__Directions__:
- 1) Answer these questions from the laptop thread below, one line each, marked (a), (b), (c).
(a) What buffer size did the Lenovo X1 Extreme 2nd Gen require for the sound module?
(b) About how much cheaper was the ThinkPad P53 than the X1 Extreme?
(c) For how many years does the writer of post #6 plan to use the new laptop?
- 2) Using the laptop thread below, explain in one to three sentences why the writer of post #6 sent the Lenovo X1 Extreme back.
- 3) Please repeat the part of the laptop thread below from "First, I want" to "with 128 samples).", word for word.

__Selected extract__:
— START —

Great thanks guys. I’ve been using an old I7 too…2640M I believe 2.3 GHz but only 8gb RAM. Probably going with the 9th gen I7 3Ghz but need to verify hyperthreading first… but having the extra horsepower is always a good thing.


#6

First, I want to excuse my bad English. But I hope my points gets clear.

I did the same before Christmas - look for a new laptop. And I did the same “mistake” as you currently do. CPU (cores and speed) are not the main topics to look for. Especially not with a lot of VSTs and effects.

My first choice was a Lenovo X1 Extreme 2nd Gen - nearly 2.400 EUR - heavy. And DPC latency was worse than my 5-year older Laptop (also Lenovo but a Thinkpad T41 Series). The result: I had to raise the buffer size for my Sound-Module to 512 samples to reduce clicks and drop-outs. I sent it back after failing to tweak it as needed. Now I have a Power-Horse ThinkPad P53. Same CPU, same clocking, same RAM - and a buffer-size for the same sound module that runs easily with 192 samples (and comparable projects even with 128 samples).

It’s the overall performance you have to look for. A light, slim (and nice) device normally drops performance. The P53 is thicker, has more weight and is less eye candy - but it works great - and was about 500 EUR cheaper. (Remember: Same CPU, same RAM and same clocking).

For me it was important to have all the modern ports (USB-C and Thunderbold) for any future devices. I’m planning to use this laptop for the next 4-6 years…

But it wasn’t the big jump camparing to my older laptop. Getting near real-time music is not only the CPU. To get that sorted: If you can render a song project in DAW faster than the song takes – then your CPU is not the bottleneck. Your CPU can handle even more – but for real-time there are some other components that’s have to go with the CPU. Looking back, I regretted the invest for the added performance – the step was to small.


#7

Thanks, Joschic… your English is great, and thanks for info. While I mentioned that Lenovo, that’s not where I’m leaning, I’ll probably go with a custom build from a company I’ve bought 2 others before, and one is 15 years old and going strong :laughing: So yeah, I don’t want to get a slim laptop… this is primarily for live use with Cantabile, although I’ll definitely use it in my studio too. And fortunately I’m not in a penny pinching mode.

Other than DPC latency (and of course RAM and to some degree single thread speed,), what other factors have you found are important for Live use?

I may have 20 plugs open and several VSTi’s, including some cpu heavy guitar modeling and several Vsti’s, midi guitar, along with some backing tracks on some songs. And I’m considering running some mixing software from the interface simultaneously, if it works well and has the functionality I need (although I’m still not convinced that’s going to be solid enough for gigging). So overkill is OK!

Have you seen any important factors other than DPC latency, speed and to some degree cores?

I know Brad did some major work under the hood for multithreading a while back, but my understanding is that single thread speed, coupled with additional cores/multithreads, can also improve performance (depending on the plugs). I know many do fine with 2 cores/4 threads, and that’s what I have too, but my main Vsti’s support multithreads so I should get some performance increase. Of course, “should” is the operative word.

— END —

__Collected material__:
— START —

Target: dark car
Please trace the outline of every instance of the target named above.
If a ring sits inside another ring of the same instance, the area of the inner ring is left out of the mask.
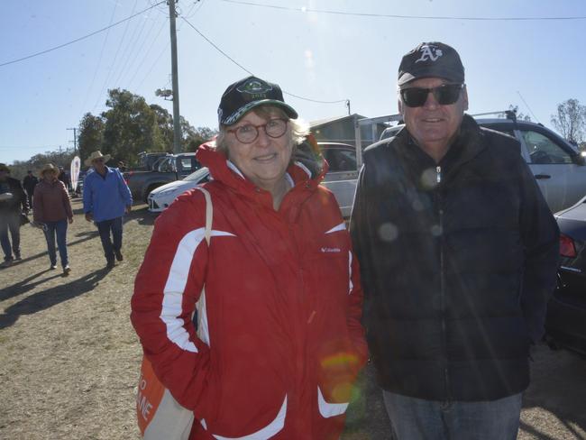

— END —

__Solutions per task__:
- 1)
(a) 512 samples
(b) About 500 EUR
(c) 4-6 years

- 2) Its DPC latency was worse than that of the writer's five-year-older laptop. The buffer size for the sound module had to be raised to 512 samples to reduce clicks and drop-outs, and the writer couldn't tweak it as needed.

- 3)
First, I want to excuse my bad English. But I hope my points gets clear.

I did the same before Christmas - look for a new laptop. And I did the same “mistake” as you currently do. CPU (cores and speed) are not the main topics to look for. Especially not with a lot of VSTs and effects.

My first choice was a Lenovo X1 Extreme 2nd Gen - nearly 2.400 EUR - heavy. And DPC latency was worse than my 5-year older Laptop (also Lenovo but a Thinkpad T41 Series). The result: I had to raise the buffer size for my Sound-Module to 512 samples to reduce clicks and drop-outs. I sent it back after failing to tweak it as needed. Now I have a Power-Horse ThinkPad P53. Same CPU, same clocking, same RAM - and a buffer-size for the same sound module that runs easily with 192 samples (and comparable projects even with 128 samples).